Excerpted text —
════
Abstract

Dear Editor,
Following Dr Panconesi’s remarks, we need to discuss again a few aspects that we thought had already been well explained in our article (1).
In Italy, all people aged 18 years or over are obliged by law to choose as their general practitioner (GP) one of the physicians that have been specially authorized to practice as a GP by this country’s National Health Service. The maximum number of patients that any single GP may have in his/her practice is 1500. As this obligation applies to all subjects ≥18 years, among the names included in the GP’s practice list there may well be people who do not have any disease.
Therefore, an epidemiological survey of past-year prevalence of migraine conducted in the entire practice of a GP of any Italian city or town may be considered representative of the general population of that city or town, as long as: (a) it does not show significant differences in gender and age range compared with the overall adult population living in the same city or town; and (b) at least 70% of the starting sample is recruited for the study.
The study that we conducted in full compliance with the above criteria was an epidemiological survey of migraine prevalence in a sample representative of the adult general population living in the city of Parma (Italy). Therefore, it has nothing to do, and cannot be compared, with the studies reported by Panconesi, which concern clinical populations of patients seeking treatment at Primary Care facilities (2) or migraine diagnoses recorded in the databases of Italian GPs (3–5).
════
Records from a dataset
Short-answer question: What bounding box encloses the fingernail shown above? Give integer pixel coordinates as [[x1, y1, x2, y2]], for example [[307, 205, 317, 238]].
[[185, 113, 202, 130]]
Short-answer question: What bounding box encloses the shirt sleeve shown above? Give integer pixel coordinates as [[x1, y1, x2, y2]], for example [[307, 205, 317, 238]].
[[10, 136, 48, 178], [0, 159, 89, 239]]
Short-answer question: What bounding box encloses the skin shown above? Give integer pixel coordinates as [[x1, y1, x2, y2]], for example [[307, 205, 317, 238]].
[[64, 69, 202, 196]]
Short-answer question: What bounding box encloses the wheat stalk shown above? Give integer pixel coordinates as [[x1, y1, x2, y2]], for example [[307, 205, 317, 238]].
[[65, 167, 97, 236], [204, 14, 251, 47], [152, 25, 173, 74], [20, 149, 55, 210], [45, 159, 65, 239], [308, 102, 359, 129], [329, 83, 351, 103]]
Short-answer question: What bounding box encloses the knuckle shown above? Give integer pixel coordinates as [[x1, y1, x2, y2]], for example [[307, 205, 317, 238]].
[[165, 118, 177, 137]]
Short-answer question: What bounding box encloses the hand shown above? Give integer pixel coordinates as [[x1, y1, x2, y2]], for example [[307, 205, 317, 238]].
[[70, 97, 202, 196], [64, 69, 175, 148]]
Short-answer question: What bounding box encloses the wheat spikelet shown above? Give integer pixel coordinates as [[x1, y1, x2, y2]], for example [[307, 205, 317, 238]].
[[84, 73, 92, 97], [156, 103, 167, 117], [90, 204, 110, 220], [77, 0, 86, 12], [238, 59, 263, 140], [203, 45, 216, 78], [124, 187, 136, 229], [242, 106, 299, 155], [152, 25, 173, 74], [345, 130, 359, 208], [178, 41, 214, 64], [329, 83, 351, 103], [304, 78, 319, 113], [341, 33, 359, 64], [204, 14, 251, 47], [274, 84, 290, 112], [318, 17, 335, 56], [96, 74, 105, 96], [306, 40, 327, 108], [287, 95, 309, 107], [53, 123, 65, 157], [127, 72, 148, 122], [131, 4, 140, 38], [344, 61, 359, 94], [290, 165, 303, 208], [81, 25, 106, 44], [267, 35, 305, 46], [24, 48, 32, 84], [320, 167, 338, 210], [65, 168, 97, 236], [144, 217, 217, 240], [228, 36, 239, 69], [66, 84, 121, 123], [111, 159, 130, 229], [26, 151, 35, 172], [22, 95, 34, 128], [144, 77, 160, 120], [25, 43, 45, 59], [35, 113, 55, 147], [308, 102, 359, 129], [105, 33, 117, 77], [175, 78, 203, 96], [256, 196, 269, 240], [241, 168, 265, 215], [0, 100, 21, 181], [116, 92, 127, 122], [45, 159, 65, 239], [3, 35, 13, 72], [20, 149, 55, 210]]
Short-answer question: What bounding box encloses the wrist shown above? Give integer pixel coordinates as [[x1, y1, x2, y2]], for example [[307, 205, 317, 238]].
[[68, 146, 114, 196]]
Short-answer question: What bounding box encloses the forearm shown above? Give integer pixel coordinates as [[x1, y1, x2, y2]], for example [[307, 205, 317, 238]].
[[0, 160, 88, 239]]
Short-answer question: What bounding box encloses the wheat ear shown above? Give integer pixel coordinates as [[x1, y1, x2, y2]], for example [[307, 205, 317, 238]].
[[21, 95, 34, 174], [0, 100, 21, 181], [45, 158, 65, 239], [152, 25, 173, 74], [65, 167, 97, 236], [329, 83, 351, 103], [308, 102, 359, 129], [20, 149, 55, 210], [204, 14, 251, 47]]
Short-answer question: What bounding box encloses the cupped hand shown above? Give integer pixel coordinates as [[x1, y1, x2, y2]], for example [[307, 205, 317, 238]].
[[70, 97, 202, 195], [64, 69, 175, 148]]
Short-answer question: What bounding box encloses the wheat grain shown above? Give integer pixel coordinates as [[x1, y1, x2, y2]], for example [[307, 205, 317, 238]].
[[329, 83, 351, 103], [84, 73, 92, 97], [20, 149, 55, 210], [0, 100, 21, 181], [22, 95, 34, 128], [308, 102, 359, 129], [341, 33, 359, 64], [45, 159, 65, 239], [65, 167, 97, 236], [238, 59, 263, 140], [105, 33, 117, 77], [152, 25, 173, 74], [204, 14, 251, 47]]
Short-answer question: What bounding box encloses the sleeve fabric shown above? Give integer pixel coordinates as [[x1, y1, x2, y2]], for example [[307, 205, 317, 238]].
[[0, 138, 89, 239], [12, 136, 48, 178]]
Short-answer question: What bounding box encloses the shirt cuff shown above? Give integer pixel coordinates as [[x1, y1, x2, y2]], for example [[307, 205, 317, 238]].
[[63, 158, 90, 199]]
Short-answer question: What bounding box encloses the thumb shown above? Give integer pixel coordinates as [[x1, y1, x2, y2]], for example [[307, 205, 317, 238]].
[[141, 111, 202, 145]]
════
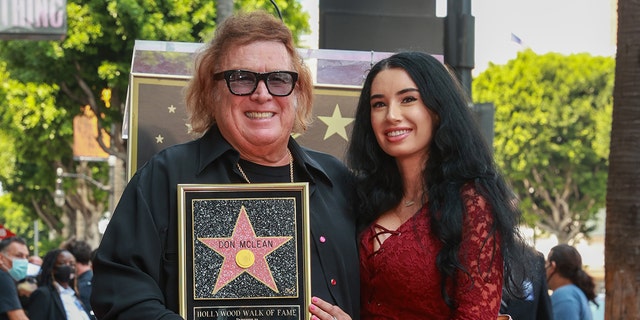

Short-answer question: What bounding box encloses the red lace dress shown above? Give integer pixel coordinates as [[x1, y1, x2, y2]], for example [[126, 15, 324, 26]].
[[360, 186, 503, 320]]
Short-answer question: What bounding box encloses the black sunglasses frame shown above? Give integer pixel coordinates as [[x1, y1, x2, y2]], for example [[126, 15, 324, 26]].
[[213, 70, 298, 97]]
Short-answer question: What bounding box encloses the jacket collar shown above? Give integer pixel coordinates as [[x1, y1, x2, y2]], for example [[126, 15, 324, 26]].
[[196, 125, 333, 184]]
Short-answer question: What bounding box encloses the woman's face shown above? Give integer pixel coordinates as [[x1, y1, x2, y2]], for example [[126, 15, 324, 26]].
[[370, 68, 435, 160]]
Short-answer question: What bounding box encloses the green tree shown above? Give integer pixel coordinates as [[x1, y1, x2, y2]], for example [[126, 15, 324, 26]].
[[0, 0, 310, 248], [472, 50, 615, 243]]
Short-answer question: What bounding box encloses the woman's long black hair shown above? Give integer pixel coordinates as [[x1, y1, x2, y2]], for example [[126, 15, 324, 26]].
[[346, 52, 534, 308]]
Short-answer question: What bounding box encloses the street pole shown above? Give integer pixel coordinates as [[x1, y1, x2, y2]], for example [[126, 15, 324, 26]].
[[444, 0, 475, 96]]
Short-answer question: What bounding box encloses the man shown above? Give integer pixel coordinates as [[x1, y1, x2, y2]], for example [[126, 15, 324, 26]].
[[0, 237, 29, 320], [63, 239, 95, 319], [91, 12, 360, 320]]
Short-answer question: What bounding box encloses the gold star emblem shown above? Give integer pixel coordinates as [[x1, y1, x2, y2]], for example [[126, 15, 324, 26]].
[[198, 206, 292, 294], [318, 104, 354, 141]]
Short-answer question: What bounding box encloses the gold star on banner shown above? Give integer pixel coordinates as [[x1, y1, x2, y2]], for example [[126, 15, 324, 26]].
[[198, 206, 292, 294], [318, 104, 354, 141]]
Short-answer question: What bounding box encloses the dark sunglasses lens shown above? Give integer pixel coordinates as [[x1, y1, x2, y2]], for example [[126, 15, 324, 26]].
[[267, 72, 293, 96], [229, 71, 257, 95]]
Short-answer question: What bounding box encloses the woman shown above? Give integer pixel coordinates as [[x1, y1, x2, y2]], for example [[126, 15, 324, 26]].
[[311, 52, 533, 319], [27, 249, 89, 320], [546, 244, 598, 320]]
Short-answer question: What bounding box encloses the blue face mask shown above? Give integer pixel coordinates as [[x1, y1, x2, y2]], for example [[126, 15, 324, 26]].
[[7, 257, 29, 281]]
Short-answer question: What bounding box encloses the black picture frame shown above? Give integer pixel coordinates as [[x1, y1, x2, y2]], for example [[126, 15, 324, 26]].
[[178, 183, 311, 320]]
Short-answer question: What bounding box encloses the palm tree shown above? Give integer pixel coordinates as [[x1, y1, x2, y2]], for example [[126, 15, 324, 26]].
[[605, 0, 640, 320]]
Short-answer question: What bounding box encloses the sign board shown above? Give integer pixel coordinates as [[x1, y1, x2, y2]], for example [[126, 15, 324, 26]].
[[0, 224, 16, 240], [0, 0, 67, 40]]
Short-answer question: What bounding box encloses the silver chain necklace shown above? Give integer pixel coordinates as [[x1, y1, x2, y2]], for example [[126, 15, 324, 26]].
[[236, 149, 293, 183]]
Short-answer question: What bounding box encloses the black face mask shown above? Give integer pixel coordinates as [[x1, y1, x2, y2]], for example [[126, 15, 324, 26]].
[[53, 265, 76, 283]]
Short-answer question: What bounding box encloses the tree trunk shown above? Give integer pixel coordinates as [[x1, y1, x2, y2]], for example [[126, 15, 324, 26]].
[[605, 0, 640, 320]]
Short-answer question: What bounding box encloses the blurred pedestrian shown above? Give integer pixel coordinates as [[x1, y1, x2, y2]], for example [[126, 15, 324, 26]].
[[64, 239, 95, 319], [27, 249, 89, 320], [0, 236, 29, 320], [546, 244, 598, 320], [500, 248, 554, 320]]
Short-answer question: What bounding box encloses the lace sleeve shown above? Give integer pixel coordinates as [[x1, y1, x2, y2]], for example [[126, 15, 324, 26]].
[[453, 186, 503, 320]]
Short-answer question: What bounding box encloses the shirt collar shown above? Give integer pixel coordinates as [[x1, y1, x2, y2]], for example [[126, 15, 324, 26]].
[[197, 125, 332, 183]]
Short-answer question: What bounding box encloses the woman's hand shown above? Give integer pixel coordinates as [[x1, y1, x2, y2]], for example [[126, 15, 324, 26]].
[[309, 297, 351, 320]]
════
Task set —
1. Which numerical limits or thresholds does the letter on the Parma migraine survey state? Give each with what it applies to.
2. Extend the letter on the Parma migraine survey, continuing from its last sentence.

Per-task answers —
1.
- 18 years: the age from which all people in Italy must choose a general practitioner
- 1500: the maximum number of patients any single GP may have in a practice
- 70%: the minimum share of the starting sample that must be recruited for a GP-practice survey to count as representative

2.
In our study, the GP’s contribution was merely: (a) to supply names and addresses of all subjects (not necessarily patients) included in the list, who had chosen the physician as their GP; and (b) to make a room available next to the doctor’s office where we could interview the people in the GP’s practice list that had come to the office for a variety of reasons (not just because they needed a medical visit, but also because they needed to have some administrative tasks performed for themselves or their family members). No subject selection was made by the GP.
Apart from those considerations, certainly the migraine prevalence rate that we found in our study is higher than that reported on average in the other studies conducted in comparable samples representative of the general population. A possible explanation for this difference has already been discussed in our article (1), and in the interesting editorial by Gudmundsson and Scher (6).
Finally, we agree with what Panconesi reports in the first and second points of his remarks. The great majority of subjects that we found to suffer from primary headache had never sought treatment from their GP for their headache and were not taking triptans. These aspects are certainly interesting and we plan to discuss them in detail in one of our next articles.